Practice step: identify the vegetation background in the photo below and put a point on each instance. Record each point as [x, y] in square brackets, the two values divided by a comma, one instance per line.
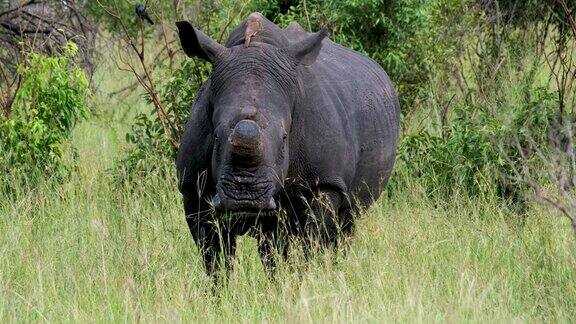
[478, 223]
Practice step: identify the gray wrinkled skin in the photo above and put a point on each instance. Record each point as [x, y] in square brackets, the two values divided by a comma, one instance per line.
[290, 135]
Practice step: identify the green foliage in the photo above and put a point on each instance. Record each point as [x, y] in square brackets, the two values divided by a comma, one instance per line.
[147, 137]
[479, 149]
[411, 39]
[53, 96]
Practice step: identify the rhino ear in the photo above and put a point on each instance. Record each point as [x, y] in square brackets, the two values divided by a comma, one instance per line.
[196, 44]
[306, 51]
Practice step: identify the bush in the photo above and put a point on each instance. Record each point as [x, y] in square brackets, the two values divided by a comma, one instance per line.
[479, 149]
[53, 96]
[378, 28]
[147, 137]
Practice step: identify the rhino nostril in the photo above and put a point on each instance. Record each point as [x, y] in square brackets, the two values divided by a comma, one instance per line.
[271, 203]
[217, 202]
[246, 129]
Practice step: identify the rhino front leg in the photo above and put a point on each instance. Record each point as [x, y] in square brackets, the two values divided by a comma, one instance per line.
[272, 241]
[322, 222]
[211, 243]
[210, 238]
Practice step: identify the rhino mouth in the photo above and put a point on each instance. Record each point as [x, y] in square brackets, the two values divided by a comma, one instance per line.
[244, 196]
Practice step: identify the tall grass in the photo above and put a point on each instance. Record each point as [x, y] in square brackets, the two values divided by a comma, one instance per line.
[90, 251]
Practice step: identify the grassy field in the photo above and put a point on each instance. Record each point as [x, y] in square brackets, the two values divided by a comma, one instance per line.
[92, 251]
[89, 251]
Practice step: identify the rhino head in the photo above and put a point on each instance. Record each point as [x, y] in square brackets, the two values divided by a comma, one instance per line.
[253, 91]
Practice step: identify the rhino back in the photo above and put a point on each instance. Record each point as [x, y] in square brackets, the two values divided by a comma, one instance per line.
[351, 113]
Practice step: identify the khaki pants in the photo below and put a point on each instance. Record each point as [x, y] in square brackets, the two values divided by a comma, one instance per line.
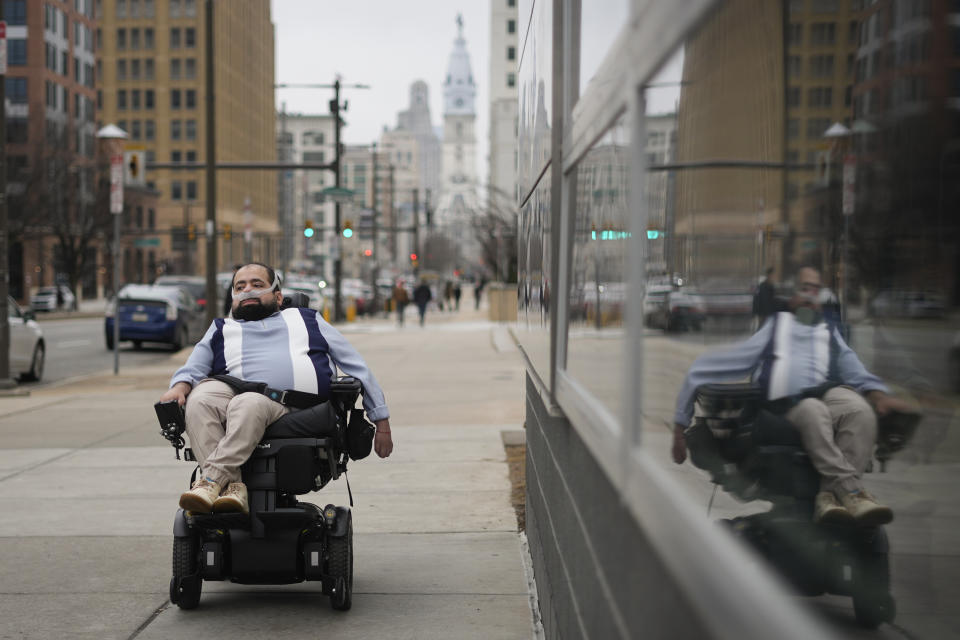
[839, 432]
[224, 427]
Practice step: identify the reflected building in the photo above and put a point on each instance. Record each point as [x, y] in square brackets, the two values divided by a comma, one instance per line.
[727, 118]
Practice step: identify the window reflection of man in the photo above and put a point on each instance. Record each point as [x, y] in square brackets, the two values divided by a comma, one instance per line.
[807, 370]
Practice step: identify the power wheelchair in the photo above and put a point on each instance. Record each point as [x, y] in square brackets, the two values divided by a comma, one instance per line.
[281, 540]
[755, 454]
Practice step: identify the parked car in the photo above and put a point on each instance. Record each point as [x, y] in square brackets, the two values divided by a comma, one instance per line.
[673, 309]
[155, 313]
[891, 303]
[46, 299]
[28, 349]
[196, 285]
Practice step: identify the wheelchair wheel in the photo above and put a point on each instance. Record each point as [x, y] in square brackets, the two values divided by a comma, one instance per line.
[872, 603]
[186, 583]
[340, 566]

+-------+

■ **WORK TO BE COMPLETED**
Rewrite all of the lines above, changing every "put a point" to "place a marker" and keeping everything else the same. Leave the pictures out of your answer.

■ **TASK ANSWER**
Practice step: identify the vegetation background in the photo below and place a marker on each instance. Record each point as [x, y] in square brackets, the two values divided by a comma, one instance per line.
[478, 223]
Practice step: identify the gray wrinkled skin in the photo above and place a marker on each instance. Record each point as [x, y] in square brackets, the two values divided by a comma, one instance per line.
[290, 135]
Practice step: identify the green foliage in the photo above and place a marker on each instance. Record each point as [x, y] in square brackets, the two values divided by a comma, one instance per line.
[147, 137]
[479, 149]
[411, 39]
[53, 96]
Practice step: identify the rhino ear in the photo above and place a marker on each instance. Record each point as [x, y] in square brackets, the two values divided by a comma, one instance per line.
[196, 44]
[306, 51]
Practice step: identify the bush in the photo above and place a marker on each instance. Record each point as [x, y] in square brackets, the two values divided by a comma, one instance per line.
[479, 149]
[53, 96]
[378, 28]
[147, 137]
Practice step: identify the rhino nostril in the photo above and place a marker on each instance. Record each point as [x, y] in square brackets, the two values divided by a comma, one instance per line.
[271, 203]
[217, 202]
[246, 129]
Practice step: identify the rhino front leg in the photo above and place a marker on each instance. Record each point as [x, y] in square brackets, the two values divided by a comma, one instance per line.
[272, 241]
[322, 222]
[211, 243]
[210, 238]
Practice step: identify the rhino mouth in the photo above and place a marker on each instance. Record each point as [x, y] in square brackets, the two values divided by a comma, one instance per line.
[244, 196]
Practice step: identify the tall grass in the photo above and place a marker on each instance. Record each point as [x, y] in square brackets, the two values divided by a comma, one instance per line.
[90, 251]
Practice step: identify the grassy field in the photo above and place a marker on each instance. Record each point as [x, y] in square brackets, the two values divided by a comma, one instance per line.
[92, 251]
[89, 251]
Practice step: identify the rhino head in the photo above and place a marker on each instance. Record each point as [x, y] in square brackets, the two values divided by a comma, one instance per line.
[253, 91]
Practice step: identify the rhino back in the photo above and place a marker on each instance. Record each point as [x, y] in square brackets, the two values divided by a comma, one instance per line.
[351, 113]
Practice step: identify the khaki pants in the photo below and place a marker on each instance. Record each point as [x, y] in square brackets, the two values divided by a comma, one instance per line.
[839, 432]
[224, 427]
Practice step: identify the reflected building in the photo above and place a marker on each instance. Record each point as [x, y] in square brackets, the two values divided by a comma, one instance per line.
[727, 118]
Practice step: identify the window reflection of man in the photo above and place a marker on each instance. Record each point as [x, y] in square brackets, the two values divided by a comma, one instance per line.
[807, 370]
Practice step: identify the power wheelchair in the photo above and place a marker on each instance. Record each point as [x, y] in square brackets, the two values divided by a comma, one instance per line.
[281, 540]
[755, 454]
Practice step: identify the parked car in the photo above and place a marker on each instance. Record each point as [x, y] in square brackets, the two values divided by a comma, one instance per line.
[673, 309]
[155, 313]
[891, 303]
[46, 299]
[28, 349]
[196, 285]
Practice step: identify the wheelchair wheel in the photo above and place a marker on each instance. Record each point as [x, y] in square brackets, the two values divided by a comma, one instance per line.
[872, 603]
[186, 583]
[340, 566]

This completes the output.